◆ TEKS PILIHAN
Jayapura akhir 2006. Di kota yang dihiasi Danau Sentani acara utama saya sebenarnya adalah memberi seminar di Telkom. Tapi dalam hati, ini justru acara biasa. Acara rutin. Yaa..memang ini adalah salah satu rutinitas pekerjaan saya sebagai konsultan. Maka saya harus mencari acara istimewa.
Kata orang, bepergian ke luar kota terasa belum lengkap kalau belum menyantap makanan khasnya. Saya setuju dengan ungkapan ini. Itu pula semangat saya ketika saya berkunjung ke ibu kota propinsi kaya emas ini. Wisata kuliner. Apa yang istimewa? Disana ada papeda, bubur sagu, makanan khas daerah itu.
Setelah seharian menyelesaikan urusan pekerjaan, habis magrib tibalah giliran acara “inti”: menikmati papeda. Makanan yang tidak pernah saya nikmati sebelumnya. Kenikmatan luar biasa. Saya tidak tahu apakah saya sedang menikmati papeda terlezat di Papua atau bukan, tetapi, yang jelas saya sedang menikmati makanan ini untuk kali pertama. Yaa…mungkin seperti temanten baru lah….

◆ DATA YANG DITAMPILKAN
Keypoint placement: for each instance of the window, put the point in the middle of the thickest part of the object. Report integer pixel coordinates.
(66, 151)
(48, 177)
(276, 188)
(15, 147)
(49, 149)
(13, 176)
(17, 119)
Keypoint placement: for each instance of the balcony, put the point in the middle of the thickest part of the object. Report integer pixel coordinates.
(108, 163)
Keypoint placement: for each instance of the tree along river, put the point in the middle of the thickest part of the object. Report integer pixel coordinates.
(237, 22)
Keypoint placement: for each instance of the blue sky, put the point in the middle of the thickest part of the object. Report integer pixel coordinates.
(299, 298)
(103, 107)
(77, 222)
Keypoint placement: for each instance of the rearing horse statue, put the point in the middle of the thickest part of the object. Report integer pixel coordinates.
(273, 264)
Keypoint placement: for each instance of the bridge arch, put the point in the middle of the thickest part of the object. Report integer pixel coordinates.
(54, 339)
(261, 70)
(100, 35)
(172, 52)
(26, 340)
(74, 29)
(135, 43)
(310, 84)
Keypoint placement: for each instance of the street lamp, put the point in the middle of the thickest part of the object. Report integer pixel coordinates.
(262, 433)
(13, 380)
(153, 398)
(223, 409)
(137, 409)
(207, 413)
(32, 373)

--

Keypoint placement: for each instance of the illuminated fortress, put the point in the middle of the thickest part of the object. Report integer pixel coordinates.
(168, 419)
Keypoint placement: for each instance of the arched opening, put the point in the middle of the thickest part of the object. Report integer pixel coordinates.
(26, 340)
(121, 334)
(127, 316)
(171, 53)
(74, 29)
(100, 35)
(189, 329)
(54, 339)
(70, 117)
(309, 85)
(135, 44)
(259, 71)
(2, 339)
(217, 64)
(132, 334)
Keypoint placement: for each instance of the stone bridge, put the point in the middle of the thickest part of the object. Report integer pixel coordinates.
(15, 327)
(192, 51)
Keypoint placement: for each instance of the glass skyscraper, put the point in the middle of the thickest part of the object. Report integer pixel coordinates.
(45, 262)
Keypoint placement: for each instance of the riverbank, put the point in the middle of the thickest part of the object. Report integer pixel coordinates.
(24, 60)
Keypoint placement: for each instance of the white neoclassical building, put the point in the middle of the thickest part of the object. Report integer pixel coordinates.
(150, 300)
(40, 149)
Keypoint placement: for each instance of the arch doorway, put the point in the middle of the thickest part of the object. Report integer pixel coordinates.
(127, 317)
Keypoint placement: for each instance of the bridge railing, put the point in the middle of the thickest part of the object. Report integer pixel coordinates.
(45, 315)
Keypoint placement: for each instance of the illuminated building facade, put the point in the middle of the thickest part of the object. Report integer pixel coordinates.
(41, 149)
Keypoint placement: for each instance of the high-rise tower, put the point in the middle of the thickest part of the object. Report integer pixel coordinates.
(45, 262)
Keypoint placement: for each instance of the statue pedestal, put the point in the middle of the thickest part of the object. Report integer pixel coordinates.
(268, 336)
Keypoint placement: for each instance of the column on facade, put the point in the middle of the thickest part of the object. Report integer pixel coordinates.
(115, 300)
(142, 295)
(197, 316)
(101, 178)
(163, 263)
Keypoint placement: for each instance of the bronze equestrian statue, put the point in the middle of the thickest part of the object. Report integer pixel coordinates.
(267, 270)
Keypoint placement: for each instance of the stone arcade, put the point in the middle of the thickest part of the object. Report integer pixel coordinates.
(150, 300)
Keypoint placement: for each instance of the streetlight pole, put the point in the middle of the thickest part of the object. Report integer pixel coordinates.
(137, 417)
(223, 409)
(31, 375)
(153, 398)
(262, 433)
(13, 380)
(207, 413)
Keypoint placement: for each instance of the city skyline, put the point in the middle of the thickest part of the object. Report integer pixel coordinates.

◆ SOAL LATIHAN
Kutip bagian teks tentang papeda di Jayapura dari "Setelah seharian menyelesaikan" sampai "temanten baru lah…." tanpa mengubah satu kata pun.

◆ HASIL LATIHAN
Setelah seharian menyelesaikan urusan pekerjaan, habis magrib tibalah giliran acara “inti”: menikmati papeda. Makanan yang tidak pernah saya nikmati sebelumnya. Kenikmatan luar biasa. Saya tidak tahu apakah saya sedang menikmati papeda terlezat di Papua atau bukan, tetapi, yang jelas saya sedang menikmati makanan ini untuk kali pertama. Yaa…mungkin seperti temanten baru lah….